◆ **TASK DESCRIPTION**
Every line of the entries with the word "body" in it should be shown.

DATA below:

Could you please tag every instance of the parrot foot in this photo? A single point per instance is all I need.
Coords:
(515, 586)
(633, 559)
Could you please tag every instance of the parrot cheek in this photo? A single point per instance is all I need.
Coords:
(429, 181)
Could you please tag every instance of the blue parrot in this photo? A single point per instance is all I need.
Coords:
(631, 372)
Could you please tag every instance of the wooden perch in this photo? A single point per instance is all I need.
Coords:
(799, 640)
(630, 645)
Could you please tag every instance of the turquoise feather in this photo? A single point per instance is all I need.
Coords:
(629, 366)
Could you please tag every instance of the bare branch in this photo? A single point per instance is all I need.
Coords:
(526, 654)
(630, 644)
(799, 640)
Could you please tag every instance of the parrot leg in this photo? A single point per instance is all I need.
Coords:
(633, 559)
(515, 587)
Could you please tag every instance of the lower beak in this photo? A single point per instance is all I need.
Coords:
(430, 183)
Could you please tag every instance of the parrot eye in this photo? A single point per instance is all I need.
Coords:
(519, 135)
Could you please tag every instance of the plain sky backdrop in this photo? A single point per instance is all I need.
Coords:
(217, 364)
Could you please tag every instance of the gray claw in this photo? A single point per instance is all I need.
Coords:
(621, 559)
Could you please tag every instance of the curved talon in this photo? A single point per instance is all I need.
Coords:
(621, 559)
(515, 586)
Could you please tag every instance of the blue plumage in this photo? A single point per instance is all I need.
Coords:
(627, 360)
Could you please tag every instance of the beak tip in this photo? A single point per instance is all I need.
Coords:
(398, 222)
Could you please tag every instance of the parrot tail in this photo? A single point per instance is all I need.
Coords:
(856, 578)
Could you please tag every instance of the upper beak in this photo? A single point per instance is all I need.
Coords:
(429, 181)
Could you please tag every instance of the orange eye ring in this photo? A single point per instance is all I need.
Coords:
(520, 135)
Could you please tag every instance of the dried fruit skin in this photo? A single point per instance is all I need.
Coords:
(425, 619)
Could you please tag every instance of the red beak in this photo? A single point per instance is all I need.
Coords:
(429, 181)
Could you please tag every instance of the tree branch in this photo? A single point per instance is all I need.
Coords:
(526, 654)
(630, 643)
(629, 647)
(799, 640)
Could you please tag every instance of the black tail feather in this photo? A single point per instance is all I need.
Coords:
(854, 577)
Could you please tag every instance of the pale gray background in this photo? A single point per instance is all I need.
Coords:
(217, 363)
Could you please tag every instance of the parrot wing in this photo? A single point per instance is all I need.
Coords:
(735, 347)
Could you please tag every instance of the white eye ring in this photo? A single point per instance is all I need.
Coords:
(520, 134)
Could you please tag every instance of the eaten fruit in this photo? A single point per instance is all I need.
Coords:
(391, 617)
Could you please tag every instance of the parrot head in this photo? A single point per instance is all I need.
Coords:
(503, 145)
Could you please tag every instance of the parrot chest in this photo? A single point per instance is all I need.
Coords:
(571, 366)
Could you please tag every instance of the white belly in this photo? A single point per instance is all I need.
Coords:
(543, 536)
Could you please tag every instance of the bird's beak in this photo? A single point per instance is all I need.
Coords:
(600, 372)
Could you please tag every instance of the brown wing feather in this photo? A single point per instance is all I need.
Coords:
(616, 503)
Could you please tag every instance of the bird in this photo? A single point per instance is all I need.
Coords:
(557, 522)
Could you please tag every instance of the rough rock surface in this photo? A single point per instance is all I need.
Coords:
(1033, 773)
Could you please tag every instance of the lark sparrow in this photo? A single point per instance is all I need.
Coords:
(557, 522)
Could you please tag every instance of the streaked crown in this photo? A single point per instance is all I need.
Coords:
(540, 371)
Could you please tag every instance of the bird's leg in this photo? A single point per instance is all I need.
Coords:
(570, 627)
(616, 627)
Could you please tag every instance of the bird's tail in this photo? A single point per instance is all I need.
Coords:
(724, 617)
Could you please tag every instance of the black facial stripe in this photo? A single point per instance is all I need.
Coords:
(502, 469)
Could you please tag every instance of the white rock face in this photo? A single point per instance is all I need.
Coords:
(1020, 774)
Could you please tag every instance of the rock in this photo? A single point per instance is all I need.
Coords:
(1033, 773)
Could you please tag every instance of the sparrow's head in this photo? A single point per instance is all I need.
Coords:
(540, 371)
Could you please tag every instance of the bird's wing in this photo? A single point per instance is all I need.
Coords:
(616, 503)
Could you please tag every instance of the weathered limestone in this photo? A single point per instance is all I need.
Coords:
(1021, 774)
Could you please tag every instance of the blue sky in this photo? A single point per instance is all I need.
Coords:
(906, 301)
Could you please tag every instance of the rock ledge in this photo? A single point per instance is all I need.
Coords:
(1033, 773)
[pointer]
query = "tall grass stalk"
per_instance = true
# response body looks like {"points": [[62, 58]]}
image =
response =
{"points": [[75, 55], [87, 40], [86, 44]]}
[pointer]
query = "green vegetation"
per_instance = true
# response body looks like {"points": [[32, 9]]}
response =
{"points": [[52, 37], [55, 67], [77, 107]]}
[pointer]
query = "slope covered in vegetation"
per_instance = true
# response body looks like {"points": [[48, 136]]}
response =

End of DATA.

◆ **RESPONSE BELOW**
# response body looks like {"points": [[62, 58]]}
# response body looks like {"points": [[32, 9]]}
# response body looks like {"points": [[48, 136]]}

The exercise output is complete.